- **Exercise directions**
Rewrite the stretch of the thesis abstract that begins with "The fundraising campaign" and ends with "Centre in Otaniemi.", putting "seed gift" wherever "challenge gift" appears.

- **Document passage**
Aaltodoc publication archive (Aalto University institutional repository)
School of Business | Department of Finance | Finance | 2011
Thesis number: 14468
Incentives in fundraising: Evidence from a large scale natural field experiment in Finland
|Author:||Ojantakanen, Annika Saija Sofia|
|Title:||Incentives in fundraising: Evidence from a large scale natural field experiment in Finland|
|Year:||2011 Language: eng|
|Department:||Department of Finance|
|Index terms:||rahoitus; financing; hyväntekeväisyys; charity; varainhankinta; fundraising|
The purpose of this study is to analyze the impact of various fundraising incentives and mechanisms on the donation behavior of Finnish households. This study is conducted as a Natural Field Experiment and measures the effect of challenge and “per-head” matching gifts on the total donations received from households. A challenge gift is an unconditional commitment by the donor, or a set of donors, to provide a given sum of money to a cause. A “per-head” matching gift is a conditional commitment by the leadership donors to donate a given sum, up to the maximum amount the leader donor is prepared to give, for every household that decides to contribute. Further, this study examines the effect of different “tick-the-box” amounts on the payment sheets of the mail-solicitations on total contributions made by the approached households.
The fundraising campaign conducted for the Cancer Society raised in total over 80,000 euros. I find that the higher ‘tick-the-box’ treatment of €20/€60/€100 compared to €10/€30/€50 induces significantly higher average contributions with no significant change in response rate. I also find that introducing a challenge gift or a fixed matching gift does not affect the average contributions or the response rate of households. However, if a challenge gift is introduced, the larger challenge gift leads to slightly higher average contributions with no significant change in response rate. Conversely, however, if a fixed matching gift is introduced, the smaller gift leads to slightly higher average contributions with no significant change in response rate.
Master's theses are stored at Learning Centre in Otaniemi.

- **Exercise data**

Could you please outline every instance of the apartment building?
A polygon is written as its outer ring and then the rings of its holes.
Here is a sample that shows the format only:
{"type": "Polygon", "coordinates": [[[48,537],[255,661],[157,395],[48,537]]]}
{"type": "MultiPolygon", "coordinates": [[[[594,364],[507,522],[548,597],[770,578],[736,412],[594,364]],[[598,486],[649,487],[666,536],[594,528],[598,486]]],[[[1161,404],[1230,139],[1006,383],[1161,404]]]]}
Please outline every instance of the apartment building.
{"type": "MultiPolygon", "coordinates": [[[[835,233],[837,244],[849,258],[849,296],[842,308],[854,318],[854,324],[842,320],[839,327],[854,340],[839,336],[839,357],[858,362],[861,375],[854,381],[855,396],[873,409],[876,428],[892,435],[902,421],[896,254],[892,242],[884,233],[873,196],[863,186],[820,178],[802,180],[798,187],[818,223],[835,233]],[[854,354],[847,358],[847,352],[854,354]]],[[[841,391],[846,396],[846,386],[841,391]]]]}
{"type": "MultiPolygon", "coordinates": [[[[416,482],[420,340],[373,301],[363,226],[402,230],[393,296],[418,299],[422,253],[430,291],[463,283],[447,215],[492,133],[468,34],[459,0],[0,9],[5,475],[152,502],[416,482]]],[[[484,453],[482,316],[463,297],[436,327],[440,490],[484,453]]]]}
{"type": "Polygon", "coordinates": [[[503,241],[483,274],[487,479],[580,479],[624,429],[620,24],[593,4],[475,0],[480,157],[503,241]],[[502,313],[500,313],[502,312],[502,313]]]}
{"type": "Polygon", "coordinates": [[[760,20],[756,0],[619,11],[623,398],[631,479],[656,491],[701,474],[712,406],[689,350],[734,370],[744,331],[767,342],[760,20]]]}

- **Exercise response**
The fundraising campaign conducted for the Cancer Society raised in total over 80,000 euros. I find that the higher ‘tick-the-box’ treatment of €20/€60/€100 compared to €10/€30/€50 induces significantly higher average contributions with no significant change in response rate. I also find that introducing a seed gift or a fixed matching gift does not affect the average contributions or the response rate of households. However, if a seed gift is introduced, the larger seed gift leads to slightly higher average contributions with no significant change in response rate. Conversely, however, if a fixed matching gift is introduced, the smaller gift leads to slightly higher average contributions with no significant change in response rate.
Master's theses are stored at Learning Centre in Otaniemi.